— start Document —

Puckett: Gym owners had to be more creative with their resources and not just count on children walking through the door; it became important to offer different things such as birthday parties and other activities. About three years ago, I saw some definite slowdown, but interest overall is increasing back upward. It’s partially the rebound of the economy, but also us being more creative. Our half-season teams have tapped into a whole different market, appealing to the beginning athlete and people coming from rec teams.

What trends do you see coming down the pike as far as events? 

Fettig: Whenever competitions ask for feedback, I press hard to give us what’s really necessary. Stop giving free giveaways, take out the extras and focus on what’s important—spring floors, raised stage (in some cases) and equipment in the practice room. All of the extra goodies are not nearly as important as quality judging and ample teams to compete against. We can forego the “lights, camera, action” if we get those two pieces.

Newby: At the same time gym owners and parents are feeling the pinch, event producers are under significant stress. Event producers are seeing increased expenses from the venues, as well as shipping and transportation costs. It’s a huge challenge to try to manage through these tough economic times and keep from taxing these parents and gyms. We’ve spent a lot of time over the last couple years digging into cost-saving opportunities. How important are giveaways and trophies and banners? It’s been a highly sensitized issue for us. We’ll do everything we can to manage our costs and keep from passing that on through the customer.

— end Document —
— start Extracted data —

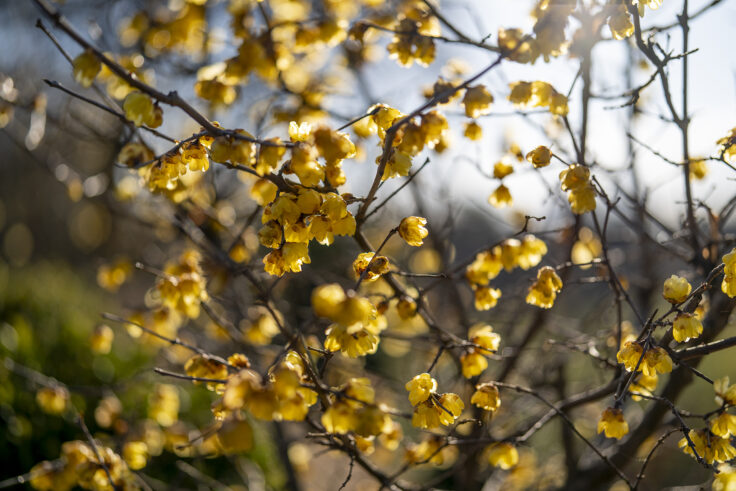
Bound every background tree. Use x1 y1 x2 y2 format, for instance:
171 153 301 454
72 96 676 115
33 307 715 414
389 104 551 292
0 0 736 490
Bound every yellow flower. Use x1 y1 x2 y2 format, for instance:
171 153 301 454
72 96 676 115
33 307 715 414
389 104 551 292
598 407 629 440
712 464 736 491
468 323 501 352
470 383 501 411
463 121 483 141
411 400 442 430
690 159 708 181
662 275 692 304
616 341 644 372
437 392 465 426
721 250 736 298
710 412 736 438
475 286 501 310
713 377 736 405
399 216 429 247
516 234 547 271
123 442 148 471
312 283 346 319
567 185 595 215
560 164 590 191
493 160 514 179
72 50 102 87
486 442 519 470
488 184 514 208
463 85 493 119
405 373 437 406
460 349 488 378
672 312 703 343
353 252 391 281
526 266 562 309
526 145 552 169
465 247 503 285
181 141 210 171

— end Extracted data —

▶ _Actions to take_
1 > In the interview, which two things does Fettig say matter more than the extra goodies at competitions?
2 > Extract the passage of the interview that begins at the words "Fettig: Whenever competitions" and stops after "those two pieces.".
The lines above are not needed for this work.

▶ _Task results_
1 > Quality judging and ample teams to compete against.

2 >
Fettig: Whenever competitions ask for feedback, I press hard to give us what’s really necessary. Stop giving free giveaways, take out the extras and focus on what’s important—spring floors, raised stage (in some cases) and equipment in the practice room. All of the extra goodies are not nearly as important as quality judging and ample teams to compete against. We can forego the “lights, camera, action” if we get those two pieces.